Extract
ManusJustus said:
Ice caps have melted and grown before humans weren't around, but man is able to change his environment and is capable of doing such things. And humans aren't the first living thing to have that claim, I'm thinking of ancient bacteria and photosynthesis. Besides, mosquitos with three foot wingspans that were around in previous hot periods doesn't sound too appealing to me. I dont see why you mentioned your second point. What matters is how much overall effect something has. Methane is obviosly another greenhouse gas that has more of an effect per unit mass but there a lot less of it. Its the overall effect that we are concerned with, and yes methane is part of that equation. Again, I dont know how this pertains to the argument. We put CO2 into the air and the change leads to an increase in overall temperature, and that current increase is in terms of one or two degrees C, which isn't a lot in the grand scheme of things but can have major consequences as far as we are concerned. If we put more CO2 into the atmosphere than natures puts there we'd start to resemble Venus. The natural level of greenhouse gases results in our current climate, and I prefer to stay closer to our current norm. I dont want to put entire ecosystems on the brink and cause mass human migrations from global warming. We are going to run out of hydrocarbons soon anyway, so the quicker we try to switch to solar and/or nuclear forms of energy the better off we are. |
ugh... let me break down even more simply for you.
A) The natural world puts far more CO2 in the atmosphere then we do.
B) Global warming is a natural phenomina... In fact... the earth is naturally set to warm.

Listed entries
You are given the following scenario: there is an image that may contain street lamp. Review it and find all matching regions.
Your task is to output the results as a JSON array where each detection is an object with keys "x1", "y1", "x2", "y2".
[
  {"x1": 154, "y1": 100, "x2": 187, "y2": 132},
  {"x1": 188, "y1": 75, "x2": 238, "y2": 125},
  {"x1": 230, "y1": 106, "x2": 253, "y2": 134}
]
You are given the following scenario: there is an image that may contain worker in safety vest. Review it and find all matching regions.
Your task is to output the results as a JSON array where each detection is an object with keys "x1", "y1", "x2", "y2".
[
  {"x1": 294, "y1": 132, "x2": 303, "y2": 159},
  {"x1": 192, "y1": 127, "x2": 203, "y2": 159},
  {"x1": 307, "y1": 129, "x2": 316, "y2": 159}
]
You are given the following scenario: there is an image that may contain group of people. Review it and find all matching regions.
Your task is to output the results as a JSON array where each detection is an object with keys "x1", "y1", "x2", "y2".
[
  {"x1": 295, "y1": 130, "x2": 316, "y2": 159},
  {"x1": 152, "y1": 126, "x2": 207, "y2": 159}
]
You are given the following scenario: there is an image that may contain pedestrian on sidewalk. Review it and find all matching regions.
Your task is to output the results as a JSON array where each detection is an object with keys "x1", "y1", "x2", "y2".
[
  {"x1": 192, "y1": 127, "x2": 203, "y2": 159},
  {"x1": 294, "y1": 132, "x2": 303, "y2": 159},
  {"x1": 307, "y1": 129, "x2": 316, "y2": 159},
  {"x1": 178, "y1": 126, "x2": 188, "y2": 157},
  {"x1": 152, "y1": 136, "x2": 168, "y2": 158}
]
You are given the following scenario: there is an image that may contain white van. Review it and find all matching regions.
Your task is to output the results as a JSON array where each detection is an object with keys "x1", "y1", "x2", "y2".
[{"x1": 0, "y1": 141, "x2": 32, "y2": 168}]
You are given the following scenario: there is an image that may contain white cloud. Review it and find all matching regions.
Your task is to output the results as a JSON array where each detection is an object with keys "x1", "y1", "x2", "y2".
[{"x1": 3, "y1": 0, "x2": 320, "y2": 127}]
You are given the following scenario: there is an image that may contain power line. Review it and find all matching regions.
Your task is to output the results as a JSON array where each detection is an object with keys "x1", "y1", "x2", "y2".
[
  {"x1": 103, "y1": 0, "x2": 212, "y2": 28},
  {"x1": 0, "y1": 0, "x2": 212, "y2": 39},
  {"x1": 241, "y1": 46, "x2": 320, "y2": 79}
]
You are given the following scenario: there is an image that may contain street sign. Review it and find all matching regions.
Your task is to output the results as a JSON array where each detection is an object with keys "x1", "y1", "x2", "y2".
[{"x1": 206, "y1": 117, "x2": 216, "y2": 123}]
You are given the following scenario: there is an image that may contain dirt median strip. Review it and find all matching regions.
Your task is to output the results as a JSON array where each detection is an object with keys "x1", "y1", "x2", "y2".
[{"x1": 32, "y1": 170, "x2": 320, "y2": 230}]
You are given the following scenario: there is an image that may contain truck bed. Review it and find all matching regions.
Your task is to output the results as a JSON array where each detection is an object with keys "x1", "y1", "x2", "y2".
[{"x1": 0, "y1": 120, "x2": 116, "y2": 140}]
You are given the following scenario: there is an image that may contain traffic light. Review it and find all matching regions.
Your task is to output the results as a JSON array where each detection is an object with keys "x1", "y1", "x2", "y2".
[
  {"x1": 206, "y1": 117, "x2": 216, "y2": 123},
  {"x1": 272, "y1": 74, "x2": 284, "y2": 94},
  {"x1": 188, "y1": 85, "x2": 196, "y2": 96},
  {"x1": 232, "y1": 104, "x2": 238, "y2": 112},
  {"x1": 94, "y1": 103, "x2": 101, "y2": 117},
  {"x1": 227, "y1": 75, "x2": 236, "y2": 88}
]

What to work on
Write out the global warming post again, starting at "A) The natural" and ending at "set to warm.", and swap "natural world" for "planet".

Solution below
A) The planet puts far more CO2 in the atmosphere then we do.
B) Global warming is a natural phenomina... In fact... the earth is naturally set to warm.